* Raw data:
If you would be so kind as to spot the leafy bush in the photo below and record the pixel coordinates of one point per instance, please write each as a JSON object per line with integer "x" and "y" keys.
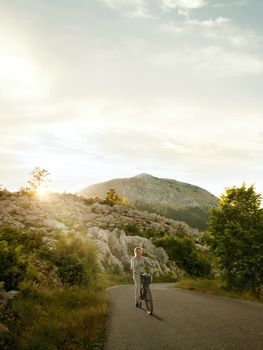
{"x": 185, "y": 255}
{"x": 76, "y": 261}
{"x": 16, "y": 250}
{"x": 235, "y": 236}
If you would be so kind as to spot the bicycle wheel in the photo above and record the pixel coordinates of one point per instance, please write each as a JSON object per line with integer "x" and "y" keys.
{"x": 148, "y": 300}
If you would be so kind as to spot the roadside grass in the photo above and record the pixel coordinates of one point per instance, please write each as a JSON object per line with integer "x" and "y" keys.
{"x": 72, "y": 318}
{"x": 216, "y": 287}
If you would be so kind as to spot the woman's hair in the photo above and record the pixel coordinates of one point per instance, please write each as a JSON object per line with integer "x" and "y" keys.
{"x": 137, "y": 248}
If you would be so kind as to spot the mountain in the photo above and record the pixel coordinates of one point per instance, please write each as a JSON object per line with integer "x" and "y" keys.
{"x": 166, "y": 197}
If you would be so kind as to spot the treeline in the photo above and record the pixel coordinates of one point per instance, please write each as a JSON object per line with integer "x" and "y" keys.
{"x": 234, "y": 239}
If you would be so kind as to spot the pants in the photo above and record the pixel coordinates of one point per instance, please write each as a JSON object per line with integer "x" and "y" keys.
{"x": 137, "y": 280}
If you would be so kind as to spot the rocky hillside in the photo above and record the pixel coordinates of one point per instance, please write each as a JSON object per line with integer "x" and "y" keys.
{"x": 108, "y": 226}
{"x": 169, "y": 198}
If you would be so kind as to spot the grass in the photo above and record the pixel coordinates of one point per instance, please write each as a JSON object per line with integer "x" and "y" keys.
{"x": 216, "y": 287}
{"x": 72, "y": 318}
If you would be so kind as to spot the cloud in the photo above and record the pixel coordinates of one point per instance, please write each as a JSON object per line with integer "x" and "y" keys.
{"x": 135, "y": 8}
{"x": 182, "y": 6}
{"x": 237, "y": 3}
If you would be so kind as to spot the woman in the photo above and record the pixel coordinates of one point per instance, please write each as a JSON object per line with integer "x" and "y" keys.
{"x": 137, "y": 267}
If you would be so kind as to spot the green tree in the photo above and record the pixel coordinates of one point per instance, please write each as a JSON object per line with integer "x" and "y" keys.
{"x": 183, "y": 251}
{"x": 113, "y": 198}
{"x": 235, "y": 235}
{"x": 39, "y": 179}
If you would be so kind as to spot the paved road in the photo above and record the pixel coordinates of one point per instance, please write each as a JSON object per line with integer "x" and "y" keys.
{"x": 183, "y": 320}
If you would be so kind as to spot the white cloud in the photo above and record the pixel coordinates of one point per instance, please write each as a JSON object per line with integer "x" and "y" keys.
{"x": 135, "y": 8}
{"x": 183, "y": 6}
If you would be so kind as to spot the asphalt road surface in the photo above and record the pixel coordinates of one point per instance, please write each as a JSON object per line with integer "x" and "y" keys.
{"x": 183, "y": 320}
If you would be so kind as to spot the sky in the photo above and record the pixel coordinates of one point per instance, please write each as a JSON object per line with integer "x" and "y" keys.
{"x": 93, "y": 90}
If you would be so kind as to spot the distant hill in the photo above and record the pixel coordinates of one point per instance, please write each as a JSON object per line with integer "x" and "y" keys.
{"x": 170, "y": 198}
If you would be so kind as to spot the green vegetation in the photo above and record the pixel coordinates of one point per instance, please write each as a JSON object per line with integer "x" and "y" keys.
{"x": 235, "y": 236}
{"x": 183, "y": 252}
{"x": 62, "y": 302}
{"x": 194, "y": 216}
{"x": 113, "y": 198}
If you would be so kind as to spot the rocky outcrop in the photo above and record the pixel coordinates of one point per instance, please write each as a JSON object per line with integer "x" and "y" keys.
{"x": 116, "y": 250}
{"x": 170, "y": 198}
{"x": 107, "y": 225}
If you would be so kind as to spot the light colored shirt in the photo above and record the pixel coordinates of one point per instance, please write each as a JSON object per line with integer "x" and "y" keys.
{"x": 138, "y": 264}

* Goal: Write out exactly the lines from the line holding "If you would be so kind as to spot the sky" through the last line of the data, and nothing besides those lines.

* Answer for the task:
If you would be so kind as to spot the sky in the photo above and record the pixel coordinates of one point per instance, please write each as a JSON object per line with integer "x" and "y" keys.
{"x": 93, "y": 90}
If you would be so kind as to spot the distant hill in the photo above and record the pixel coordinates of one point per instance, please write each as a JSON object per line with integer "x" and "y" keys.
{"x": 170, "y": 198}
If you would be so kind as to spot the green vegetation in the photo above and record the pixel coordinates of one point per instance, please write each as a JSON object per line with integer "x" and "y" keys.
{"x": 235, "y": 236}
{"x": 183, "y": 252}
{"x": 62, "y": 302}
{"x": 194, "y": 216}
{"x": 113, "y": 198}
If you would be so kind as to spot the rocky outcrop in the photo above and record the pixel coordinates of one point per instance, please write each as a JSON object per line with integer "x" and "y" keys.
{"x": 116, "y": 250}
{"x": 170, "y": 198}
{"x": 107, "y": 225}
If you would be so kind as to spot the light colored shirt in the photo above and record the pixel coordinates of one point per instance, please write each as a JSON object per line with integer "x" and "y" keys.
{"x": 138, "y": 264}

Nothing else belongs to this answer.